** begin **
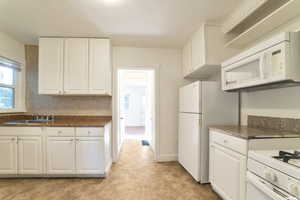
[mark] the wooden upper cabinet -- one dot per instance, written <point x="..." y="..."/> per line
<point x="51" y="65"/>
<point x="76" y="66"/>
<point x="99" y="66"/>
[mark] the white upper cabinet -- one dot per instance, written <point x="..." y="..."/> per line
<point x="205" y="53"/>
<point x="198" y="49"/>
<point x="51" y="65"/>
<point x="100" y="66"/>
<point x="75" y="66"/>
<point x="187" y="59"/>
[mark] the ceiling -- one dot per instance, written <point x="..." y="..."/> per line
<point x="143" y="23"/>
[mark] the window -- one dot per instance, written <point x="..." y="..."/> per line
<point x="9" y="87"/>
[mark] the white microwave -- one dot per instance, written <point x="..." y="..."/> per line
<point x="273" y="61"/>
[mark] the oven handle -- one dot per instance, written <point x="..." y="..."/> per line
<point x="267" y="188"/>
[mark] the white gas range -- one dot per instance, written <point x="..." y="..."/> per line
<point x="273" y="174"/>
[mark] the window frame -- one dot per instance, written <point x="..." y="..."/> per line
<point x="18" y="86"/>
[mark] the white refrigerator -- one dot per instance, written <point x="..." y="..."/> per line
<point x="202" y="104"/>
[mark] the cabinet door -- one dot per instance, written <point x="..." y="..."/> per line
<point x="187" y="59"/>
<point x="198" y="50"/>
<point x="229" y="172"/>
<point x="90" y="155"/>
<point x="51" y="65"/>
<point x="60" y="155"/>
<point x="99" y="66"/>
<point x="30" y="155"/>
<point x="76" y="66"/>
<point x="8" y="155"/>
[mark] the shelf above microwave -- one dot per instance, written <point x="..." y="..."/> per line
<point x="280" y="16"/>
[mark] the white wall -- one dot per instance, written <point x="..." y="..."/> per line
<point x="284" y="102"/>
<point x="11" y="48"/>
<point x="169" y="62"/>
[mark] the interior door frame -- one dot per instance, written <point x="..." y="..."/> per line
<point x="115" y="109"/>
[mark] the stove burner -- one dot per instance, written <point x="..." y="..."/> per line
<point x="286" y="156"/>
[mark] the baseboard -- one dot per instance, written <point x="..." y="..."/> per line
<point x="108" y="168"/>
<point x="167" y="158"/>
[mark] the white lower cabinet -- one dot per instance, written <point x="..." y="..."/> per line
<point x="90" y="155"/>
<point x="227" y="166"/>
<point x="60" y="155"/>
<point x="30" y="155"/>
<point x="228" y="173"/>
<point x="8" y="155"/>
<point x="61" y="151"/>
<point x="82" y="152"/>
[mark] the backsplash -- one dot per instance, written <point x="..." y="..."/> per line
<point x="280" y="124"/>
<point x="59" y="105"/>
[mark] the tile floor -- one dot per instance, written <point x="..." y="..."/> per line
<point x="134" y="177"/>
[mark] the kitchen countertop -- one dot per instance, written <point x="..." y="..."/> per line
<point x="245" y="132"/>
<point x="64" y="121"/>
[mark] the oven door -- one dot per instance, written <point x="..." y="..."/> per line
<point x="259" y="189"/>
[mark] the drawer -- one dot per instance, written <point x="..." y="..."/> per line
<point x="22" y="131"/>
<point x="58" y="131"/>
<point x="231" y="142"/>
<point x="85" y="132"/>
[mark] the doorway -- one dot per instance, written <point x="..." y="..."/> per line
<point x="136" y="106"/>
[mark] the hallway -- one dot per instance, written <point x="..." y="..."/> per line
<point x="134" y="177"/>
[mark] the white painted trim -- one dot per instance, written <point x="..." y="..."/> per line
<point x="167" y="158"/>
<point x="156" y="68"/>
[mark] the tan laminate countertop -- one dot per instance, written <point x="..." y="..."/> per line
<point x="67" y="122"/>
<point x="253" y="133"/>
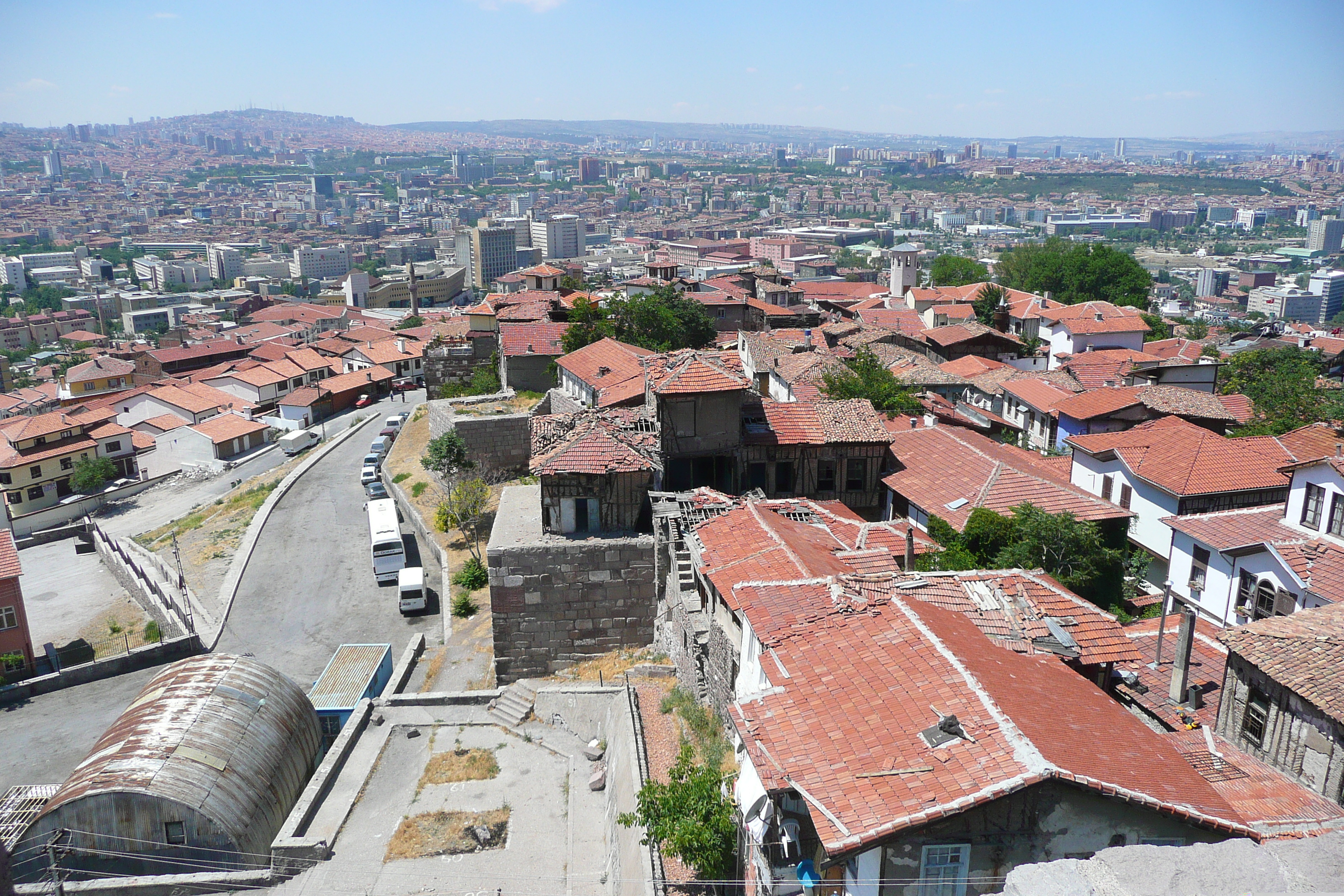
** end **
What you will do:
Can you rescale the stretch from the line containing "[mark] the kitchen" through the end of the records, copying every line including the requests, with each x and y point coordinate multiplied by 1.7 and rounded to a whole number (halves rounded up)? Leave the picture lines out of your answer.

Exercise output:
[mark] the kitchen countertop -- one dot per instance, written <point x="..." y="..."/> per line
<point x="417" y="224"/>
<point x="109" y="206"/>
[mark] the oven door -- one dot per instance, written <point x="..." y="..."/> per line
<point x="440" y="321"/>
[mark] the drawer -- one dot per instance, written <point x="..." y="..."/> per line
<point x="37" y="223"/>
<point x="99" y="223"/>
<point x="393" y="241"/>
<point x="145" y="224"/>
[mark] the doorway -- one dot per instance, written <point x="..." y="..."/> per line
<point x="231" y="180"/>
[mark] the hallway -- one dot per instance, written <point x="..." y="..."/> per line
<point x="228" y="301"/>
[mark] the white painted trim -- one dot per instance, written <point x="..." y="..."/> per line
<point x="284" y="269"/>
<point x="265" y="116"/>
[mark] the tan laminate countertop -- one dot per instance, written <point x="..." y="..."/> per line
<point x="114" y="207"/>
<point x="430" y="226"/>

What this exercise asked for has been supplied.